'''

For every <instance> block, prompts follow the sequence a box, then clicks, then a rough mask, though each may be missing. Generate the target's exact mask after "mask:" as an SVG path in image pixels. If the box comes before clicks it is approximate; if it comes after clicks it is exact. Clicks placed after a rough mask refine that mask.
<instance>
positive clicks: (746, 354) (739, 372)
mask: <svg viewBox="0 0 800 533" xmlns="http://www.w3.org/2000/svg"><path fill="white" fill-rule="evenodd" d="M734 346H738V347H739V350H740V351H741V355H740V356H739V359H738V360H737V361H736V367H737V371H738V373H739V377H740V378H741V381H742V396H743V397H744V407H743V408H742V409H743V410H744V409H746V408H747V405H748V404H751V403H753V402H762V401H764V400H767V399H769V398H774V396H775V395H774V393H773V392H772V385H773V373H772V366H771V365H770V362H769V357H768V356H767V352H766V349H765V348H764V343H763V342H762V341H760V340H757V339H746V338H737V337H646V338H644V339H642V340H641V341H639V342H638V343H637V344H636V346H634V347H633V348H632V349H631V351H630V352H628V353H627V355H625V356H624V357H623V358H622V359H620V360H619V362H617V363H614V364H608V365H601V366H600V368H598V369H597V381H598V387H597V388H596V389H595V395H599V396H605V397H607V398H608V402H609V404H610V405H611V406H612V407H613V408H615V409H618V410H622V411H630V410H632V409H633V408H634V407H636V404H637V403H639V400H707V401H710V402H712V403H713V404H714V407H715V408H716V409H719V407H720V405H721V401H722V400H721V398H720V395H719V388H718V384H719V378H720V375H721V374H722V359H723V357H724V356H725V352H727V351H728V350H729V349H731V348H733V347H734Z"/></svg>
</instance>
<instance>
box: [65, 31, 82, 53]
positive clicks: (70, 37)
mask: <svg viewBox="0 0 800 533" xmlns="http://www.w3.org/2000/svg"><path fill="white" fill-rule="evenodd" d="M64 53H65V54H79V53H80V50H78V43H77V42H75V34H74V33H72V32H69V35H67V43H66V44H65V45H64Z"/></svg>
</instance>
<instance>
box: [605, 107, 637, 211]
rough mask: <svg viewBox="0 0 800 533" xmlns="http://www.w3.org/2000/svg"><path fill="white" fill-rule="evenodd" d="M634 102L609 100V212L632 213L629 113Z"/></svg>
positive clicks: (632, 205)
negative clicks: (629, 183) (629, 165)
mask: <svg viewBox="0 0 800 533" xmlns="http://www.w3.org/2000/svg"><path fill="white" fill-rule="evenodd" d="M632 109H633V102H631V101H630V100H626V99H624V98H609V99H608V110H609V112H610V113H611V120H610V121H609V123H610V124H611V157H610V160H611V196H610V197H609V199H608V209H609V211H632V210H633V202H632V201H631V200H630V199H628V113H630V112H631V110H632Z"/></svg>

'''

About this task: Can you revise the records from their start through the line containing "positive clicks: (746, 354) (739, 372)", both ends included, replacing "rough mask" with "coarse mask" and leaving everything else unchanged, then give back only those lines?

Exercise output:
For every <instance> block, prompts follow the sequence a box, then clicks, then a coarse mask, though each may be missing. Generate the target's exact mask after "mask:" as an SVG path in image pixels. If the box comes before clicks it is approximate; if it comes after clicks it is exact. Clicks placed after a coarse mask refine that mask.
<instance>
positive clicks: (746, 354) (739, 372)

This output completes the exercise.